* **提示文**:
実世界における人のさまざまな身体活動のメカニズムに関心があります.身体性認知科学の視座から,“できるようになる”背後の情報処理について検討しています.特に
※情報を知覚,そこから解釈(認知)して行動に至るプロセスを情報処理とみなしています
集団の社会性・協調性
自律的な練習を通したスキル習得・熟達
を研究対象にしています.
目的に応じて情報科学やスポーツ科学,集団行動学,心理学で用いられる手法(運動計測,実験室実験,統計モデリング,信号処理など)を取り入れ,分野の垣根を超えた文理融合のアプローチで研究を進めます.最近は限られた時間,スペース,人員,ルールの下で取り組む必要があることから,バスケットボールなどの競技スポーツを“社会の縮図”と捉え,現場で運動計測を行う実験(フィールド実験)を導入しています.この手法により,科学と現場の接続を図ります.

* **指示文 1**:
記録を絞り込み、文字列「subaru」を含む行をすべて書き写せ。
研究紹介文と記録は互いに関係がない。

* **作業用データ**:
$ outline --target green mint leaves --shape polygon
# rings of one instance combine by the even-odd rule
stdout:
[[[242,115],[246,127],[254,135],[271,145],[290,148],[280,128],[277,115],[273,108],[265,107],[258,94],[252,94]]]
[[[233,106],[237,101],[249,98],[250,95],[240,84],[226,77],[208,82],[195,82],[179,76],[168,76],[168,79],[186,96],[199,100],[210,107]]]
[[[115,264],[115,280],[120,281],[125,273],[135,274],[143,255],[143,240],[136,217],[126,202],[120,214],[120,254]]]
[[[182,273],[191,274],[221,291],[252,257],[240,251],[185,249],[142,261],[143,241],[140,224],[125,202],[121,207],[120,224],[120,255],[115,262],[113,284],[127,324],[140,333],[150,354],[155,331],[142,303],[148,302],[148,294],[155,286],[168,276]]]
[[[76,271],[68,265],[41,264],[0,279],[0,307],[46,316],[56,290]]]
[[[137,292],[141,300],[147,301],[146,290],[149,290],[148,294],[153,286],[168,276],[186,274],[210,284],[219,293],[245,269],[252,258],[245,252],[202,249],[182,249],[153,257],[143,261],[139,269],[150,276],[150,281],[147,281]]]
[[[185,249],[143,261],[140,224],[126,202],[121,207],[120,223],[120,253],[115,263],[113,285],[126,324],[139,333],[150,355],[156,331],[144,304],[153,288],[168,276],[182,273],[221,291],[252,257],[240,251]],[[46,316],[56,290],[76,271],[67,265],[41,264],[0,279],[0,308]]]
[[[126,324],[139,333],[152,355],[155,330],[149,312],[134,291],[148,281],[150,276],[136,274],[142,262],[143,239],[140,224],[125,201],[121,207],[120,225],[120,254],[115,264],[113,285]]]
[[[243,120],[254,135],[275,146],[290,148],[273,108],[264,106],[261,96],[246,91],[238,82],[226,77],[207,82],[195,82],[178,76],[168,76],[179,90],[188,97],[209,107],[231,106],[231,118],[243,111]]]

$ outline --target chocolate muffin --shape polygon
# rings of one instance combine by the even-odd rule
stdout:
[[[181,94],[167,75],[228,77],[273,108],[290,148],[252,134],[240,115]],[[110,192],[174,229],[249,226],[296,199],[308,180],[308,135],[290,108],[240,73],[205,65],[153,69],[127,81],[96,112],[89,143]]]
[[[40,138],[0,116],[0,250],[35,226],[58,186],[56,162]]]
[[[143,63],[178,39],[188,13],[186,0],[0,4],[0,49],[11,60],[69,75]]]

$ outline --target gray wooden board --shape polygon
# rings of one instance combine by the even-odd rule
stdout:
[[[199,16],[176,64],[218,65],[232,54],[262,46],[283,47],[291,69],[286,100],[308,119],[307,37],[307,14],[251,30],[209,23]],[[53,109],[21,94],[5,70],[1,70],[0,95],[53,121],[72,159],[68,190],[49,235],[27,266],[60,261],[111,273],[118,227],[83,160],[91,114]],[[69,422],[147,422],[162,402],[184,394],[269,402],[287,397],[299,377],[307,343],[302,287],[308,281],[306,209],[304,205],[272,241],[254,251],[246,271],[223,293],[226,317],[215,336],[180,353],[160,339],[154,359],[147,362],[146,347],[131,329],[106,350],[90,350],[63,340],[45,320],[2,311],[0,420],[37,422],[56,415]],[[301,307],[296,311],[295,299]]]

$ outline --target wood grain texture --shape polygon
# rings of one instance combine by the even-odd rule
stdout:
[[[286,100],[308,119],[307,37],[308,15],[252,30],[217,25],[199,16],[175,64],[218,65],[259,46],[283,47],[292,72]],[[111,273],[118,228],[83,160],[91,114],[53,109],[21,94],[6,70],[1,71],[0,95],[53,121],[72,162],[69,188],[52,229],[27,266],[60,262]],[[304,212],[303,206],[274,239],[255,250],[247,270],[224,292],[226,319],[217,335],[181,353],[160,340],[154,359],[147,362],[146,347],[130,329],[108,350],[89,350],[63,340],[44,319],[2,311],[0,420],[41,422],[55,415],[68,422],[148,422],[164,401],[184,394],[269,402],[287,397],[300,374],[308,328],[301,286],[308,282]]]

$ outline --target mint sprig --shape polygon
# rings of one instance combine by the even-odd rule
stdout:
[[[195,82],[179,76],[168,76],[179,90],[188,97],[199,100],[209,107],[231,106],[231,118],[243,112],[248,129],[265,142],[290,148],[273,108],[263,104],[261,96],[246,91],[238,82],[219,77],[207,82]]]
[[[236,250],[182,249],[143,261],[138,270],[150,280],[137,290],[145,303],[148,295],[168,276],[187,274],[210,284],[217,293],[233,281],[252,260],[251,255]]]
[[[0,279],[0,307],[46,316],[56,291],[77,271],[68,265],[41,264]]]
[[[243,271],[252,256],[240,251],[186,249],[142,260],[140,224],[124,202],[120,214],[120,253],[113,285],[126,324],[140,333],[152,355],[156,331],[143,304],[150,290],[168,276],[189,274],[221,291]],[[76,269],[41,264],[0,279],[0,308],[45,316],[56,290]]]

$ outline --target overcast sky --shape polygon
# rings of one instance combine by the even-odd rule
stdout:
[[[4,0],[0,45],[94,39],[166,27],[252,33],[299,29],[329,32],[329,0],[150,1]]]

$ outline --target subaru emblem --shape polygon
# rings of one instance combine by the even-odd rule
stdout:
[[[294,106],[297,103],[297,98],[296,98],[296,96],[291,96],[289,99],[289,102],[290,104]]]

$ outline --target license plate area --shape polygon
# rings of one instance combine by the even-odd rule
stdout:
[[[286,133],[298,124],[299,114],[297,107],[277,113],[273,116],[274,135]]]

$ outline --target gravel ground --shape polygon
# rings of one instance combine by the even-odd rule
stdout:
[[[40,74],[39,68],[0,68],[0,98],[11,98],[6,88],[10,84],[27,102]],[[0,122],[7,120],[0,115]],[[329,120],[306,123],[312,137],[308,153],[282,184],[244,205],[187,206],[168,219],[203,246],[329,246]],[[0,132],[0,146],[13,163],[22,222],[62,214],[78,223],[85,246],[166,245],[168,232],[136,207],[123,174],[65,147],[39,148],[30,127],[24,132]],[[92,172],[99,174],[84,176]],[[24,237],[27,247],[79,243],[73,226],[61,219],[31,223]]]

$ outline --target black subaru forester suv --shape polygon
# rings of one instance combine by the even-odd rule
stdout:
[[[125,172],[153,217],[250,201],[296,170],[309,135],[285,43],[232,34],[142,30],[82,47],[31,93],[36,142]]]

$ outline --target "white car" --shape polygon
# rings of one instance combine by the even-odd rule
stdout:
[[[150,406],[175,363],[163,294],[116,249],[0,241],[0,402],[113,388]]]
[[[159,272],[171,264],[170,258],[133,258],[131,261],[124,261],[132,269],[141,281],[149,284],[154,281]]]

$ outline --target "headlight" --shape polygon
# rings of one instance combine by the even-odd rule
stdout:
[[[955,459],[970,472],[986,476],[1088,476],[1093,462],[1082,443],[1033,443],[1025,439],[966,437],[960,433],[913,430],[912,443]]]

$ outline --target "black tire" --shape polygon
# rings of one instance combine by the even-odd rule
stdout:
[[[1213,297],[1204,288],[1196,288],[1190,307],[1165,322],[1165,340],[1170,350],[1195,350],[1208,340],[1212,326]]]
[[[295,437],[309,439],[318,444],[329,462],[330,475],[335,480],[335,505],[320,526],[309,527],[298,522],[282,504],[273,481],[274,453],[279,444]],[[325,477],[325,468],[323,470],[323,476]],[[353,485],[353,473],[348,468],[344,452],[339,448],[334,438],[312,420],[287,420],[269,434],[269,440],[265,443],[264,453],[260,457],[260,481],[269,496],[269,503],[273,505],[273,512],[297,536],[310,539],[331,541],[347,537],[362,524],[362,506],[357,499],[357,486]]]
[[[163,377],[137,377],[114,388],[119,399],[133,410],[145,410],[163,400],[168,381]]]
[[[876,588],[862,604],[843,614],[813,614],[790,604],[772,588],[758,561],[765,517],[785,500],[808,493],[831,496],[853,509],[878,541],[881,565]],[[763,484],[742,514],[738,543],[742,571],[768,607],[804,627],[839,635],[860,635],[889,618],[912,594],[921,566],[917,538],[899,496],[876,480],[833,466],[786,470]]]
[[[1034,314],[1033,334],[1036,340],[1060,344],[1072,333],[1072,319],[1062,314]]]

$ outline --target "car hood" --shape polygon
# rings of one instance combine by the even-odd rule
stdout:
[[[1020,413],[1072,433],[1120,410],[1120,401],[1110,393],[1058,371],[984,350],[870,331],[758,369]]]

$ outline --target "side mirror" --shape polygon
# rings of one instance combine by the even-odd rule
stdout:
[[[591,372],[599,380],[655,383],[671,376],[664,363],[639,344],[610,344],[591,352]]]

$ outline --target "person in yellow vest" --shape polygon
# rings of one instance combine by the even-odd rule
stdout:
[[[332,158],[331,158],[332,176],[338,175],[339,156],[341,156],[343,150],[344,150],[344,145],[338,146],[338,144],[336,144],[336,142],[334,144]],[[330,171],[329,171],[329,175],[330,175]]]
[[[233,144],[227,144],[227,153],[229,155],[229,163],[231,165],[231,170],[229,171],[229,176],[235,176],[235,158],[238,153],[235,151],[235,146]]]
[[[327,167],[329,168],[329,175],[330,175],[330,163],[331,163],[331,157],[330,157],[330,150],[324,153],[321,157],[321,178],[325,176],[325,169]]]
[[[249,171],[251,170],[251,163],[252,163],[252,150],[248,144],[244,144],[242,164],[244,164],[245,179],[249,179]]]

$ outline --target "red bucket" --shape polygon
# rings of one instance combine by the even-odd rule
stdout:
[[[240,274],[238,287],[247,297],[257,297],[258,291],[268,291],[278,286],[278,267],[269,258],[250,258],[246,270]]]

* **指示文 2**:
研究紹介文の「目的に応じて情報科学やスポー」から「科学と現場の接続を図ります.」までを、「バスケットボール」を「サッカー」に差し替えて書き直せ。

* **解答全文 1**:
$ outline --target subaru emblem --shape polygon
$ outline --target black subaru forester suv --shape polygon

* **解答全文 2**:
目的に応じて情報科学やスポーツ科学,集団行動学,心理学で用いられる手法(運動計測,実験室実験,統計モデリング,信号処理など)を取り入れ,分野の垣根を超えた文理融合のアプローチで研究を進めます.最近は限られた時間,スペース,人員,ルールの下で取り組む必要があることから,サッカーなどの競技スポーツを“社会の縮図”と捉え,現場で運動計測を行う実験(フィールド実験)を導入しています.この手法により,科学と現場の接続を図ります.